◆ **Job**:
Please lay out the listing as a Markdown table with the columns Row and Line, starting with the line that contains "the wet sand" and going on through the end of the listing. Number each row and leave out blank lines.

◆ **Entries drawn from a collection**:
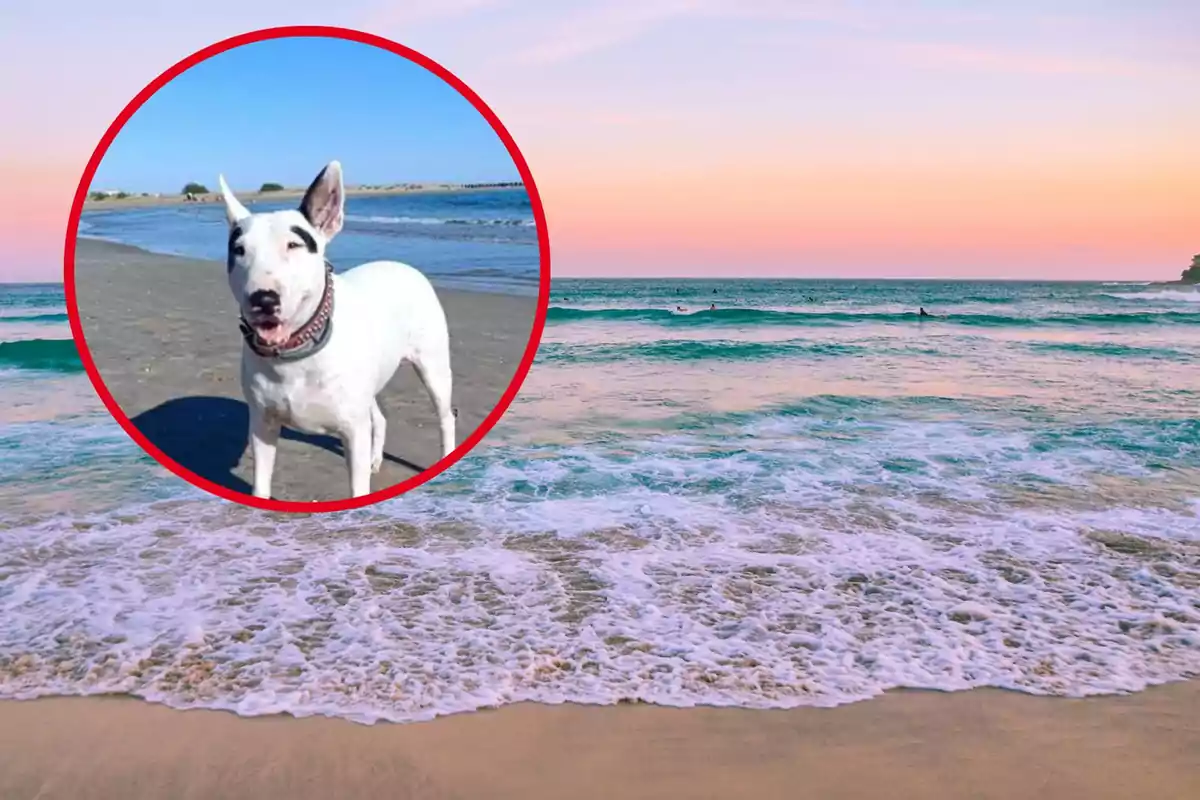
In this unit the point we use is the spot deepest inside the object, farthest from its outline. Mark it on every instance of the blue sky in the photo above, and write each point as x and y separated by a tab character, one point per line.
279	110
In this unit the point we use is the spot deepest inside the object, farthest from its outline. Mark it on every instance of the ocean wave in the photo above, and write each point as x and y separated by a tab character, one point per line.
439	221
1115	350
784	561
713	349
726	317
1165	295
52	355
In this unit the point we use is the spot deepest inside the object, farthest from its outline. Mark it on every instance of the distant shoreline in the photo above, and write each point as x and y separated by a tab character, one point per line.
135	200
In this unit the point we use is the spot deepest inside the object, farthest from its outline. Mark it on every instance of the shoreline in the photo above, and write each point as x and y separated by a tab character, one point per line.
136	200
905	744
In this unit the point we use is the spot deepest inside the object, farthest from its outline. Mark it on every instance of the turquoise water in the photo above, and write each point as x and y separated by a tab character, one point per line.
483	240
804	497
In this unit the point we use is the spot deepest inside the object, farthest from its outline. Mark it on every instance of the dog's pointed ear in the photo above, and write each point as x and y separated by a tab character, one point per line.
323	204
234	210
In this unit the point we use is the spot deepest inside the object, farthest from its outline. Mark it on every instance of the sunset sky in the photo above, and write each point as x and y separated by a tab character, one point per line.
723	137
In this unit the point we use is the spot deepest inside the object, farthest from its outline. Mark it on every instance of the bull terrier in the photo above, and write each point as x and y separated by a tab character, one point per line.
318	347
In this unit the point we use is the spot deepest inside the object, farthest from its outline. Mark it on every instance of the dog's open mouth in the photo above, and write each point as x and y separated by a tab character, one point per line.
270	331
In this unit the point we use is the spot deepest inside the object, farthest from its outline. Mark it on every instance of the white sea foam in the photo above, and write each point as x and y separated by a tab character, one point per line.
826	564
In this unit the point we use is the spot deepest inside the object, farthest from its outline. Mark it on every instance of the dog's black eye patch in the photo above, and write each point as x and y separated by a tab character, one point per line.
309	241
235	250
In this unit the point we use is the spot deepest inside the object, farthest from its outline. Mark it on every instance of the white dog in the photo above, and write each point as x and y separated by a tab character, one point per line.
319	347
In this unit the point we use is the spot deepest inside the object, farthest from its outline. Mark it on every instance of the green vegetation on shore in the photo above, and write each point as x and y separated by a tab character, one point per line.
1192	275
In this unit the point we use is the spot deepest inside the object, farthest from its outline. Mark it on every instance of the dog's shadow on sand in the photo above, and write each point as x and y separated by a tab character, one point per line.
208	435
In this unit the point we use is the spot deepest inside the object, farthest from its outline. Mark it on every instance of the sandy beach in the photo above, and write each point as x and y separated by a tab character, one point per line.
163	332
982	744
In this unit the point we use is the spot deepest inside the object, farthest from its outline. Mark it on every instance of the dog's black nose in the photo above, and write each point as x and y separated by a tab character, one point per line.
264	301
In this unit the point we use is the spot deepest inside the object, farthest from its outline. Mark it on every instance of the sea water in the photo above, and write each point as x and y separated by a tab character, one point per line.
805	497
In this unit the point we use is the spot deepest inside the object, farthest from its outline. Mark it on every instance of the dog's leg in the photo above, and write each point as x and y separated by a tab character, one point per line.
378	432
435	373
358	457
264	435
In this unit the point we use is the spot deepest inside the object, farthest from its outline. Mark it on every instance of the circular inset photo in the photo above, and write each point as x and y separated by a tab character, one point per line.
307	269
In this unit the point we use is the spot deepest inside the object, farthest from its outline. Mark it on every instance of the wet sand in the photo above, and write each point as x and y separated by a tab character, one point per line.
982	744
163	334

◆ **In response**:
| Row | Line |
|---|---|
| 1 | In this unit the point we use is the spot deepest inside the object, farthest from its outline. Mark it on every instance of the wet sand in the photo above, and write each point as x and y separated by a tab character, one point per line. |
| 2 | 982	744 |
| 3 | 163	334 |